BEGIN EXCERPT PROVIDED
It’s a special day when I cover a Java topic. In this one, we’re talking about Enums, and the problem(s) they are intended to solve.
Table of Contents
- Introducing the Problem: Storing Categorical Data
- Using Strings to Track Categorical Data
- Using Integers to Track Categorical Data
- Using Constants to Track Categorical Data
- Using Enums to Track Categorical Data
- Should You Use Enums?
Introducing the Problem: Storing Categorical Data
Recently, I was giving my students an introduction to Enums (which I pronounce as “ee-numb”) because we use them in some of our APIs. However, I didn’t give us enough time to actually cover the topic, so this article is intended to go more in depth for the folks who were interested.
Typically, the way that I introduce enums as a concept is to describe a scenario where enums might be useful and ask students for their approaches. For example, imagine we want to make an object to store a hockey player. There is a lot of information that we might want to store about that player, but for the sake of argument, how might you store the player’s position?
END EXCERPT PROVIDED
BEGIN INFORMATION SHOWN
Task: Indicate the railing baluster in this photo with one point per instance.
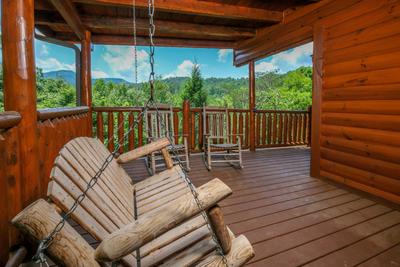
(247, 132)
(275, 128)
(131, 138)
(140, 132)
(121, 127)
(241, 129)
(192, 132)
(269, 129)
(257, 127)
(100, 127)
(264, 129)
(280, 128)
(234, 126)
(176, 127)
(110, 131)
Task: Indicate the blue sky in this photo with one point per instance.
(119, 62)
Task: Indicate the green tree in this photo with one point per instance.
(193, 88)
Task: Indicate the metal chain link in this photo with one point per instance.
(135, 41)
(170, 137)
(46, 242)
END INFORMATION SHOWN
BEGIN INFORMATION SHOWN
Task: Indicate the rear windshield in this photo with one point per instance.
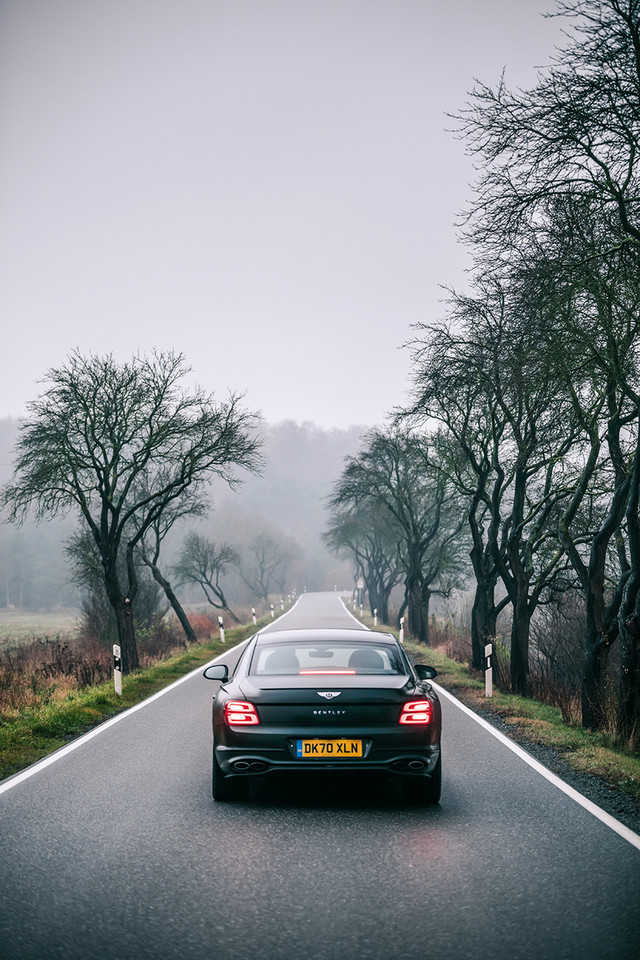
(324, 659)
END INFORMATION SHOWN
BEGIN INFORMATION SHOWN
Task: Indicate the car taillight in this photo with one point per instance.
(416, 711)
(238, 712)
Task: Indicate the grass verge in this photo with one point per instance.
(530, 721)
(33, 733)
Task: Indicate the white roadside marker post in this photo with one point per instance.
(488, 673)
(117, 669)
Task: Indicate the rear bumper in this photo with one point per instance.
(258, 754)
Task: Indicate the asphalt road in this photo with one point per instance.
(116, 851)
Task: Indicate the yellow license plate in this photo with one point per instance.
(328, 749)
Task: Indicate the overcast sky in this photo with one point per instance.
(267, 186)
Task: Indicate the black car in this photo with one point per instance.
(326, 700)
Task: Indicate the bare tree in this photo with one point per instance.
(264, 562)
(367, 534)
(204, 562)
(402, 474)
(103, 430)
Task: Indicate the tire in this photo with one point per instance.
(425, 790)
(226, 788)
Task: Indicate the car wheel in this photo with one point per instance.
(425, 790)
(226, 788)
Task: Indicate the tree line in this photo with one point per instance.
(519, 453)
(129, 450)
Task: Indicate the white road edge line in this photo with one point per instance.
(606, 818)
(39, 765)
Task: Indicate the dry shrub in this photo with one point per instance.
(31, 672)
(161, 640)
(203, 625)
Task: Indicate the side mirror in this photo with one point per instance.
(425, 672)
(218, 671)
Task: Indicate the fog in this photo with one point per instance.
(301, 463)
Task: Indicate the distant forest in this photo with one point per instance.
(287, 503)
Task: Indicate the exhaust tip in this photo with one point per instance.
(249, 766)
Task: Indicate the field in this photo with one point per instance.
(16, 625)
END INFORMATION SHOWN
OBJECTIVE
Duplicate the part of the Java enums article that starts at "Table of Contents" and ends at "You Use Enums?".

OUTPUT OF THE EXERCISE
Table of Contents
- Introducing the Problem: Storing Categorical Data
- Using Strings to Track Categorical Data
- Using Integers to Track Categorical Data
- Using Constants to Track Categorical Data
- Using Enums to Track Categorical Data
- Should You Use Enums?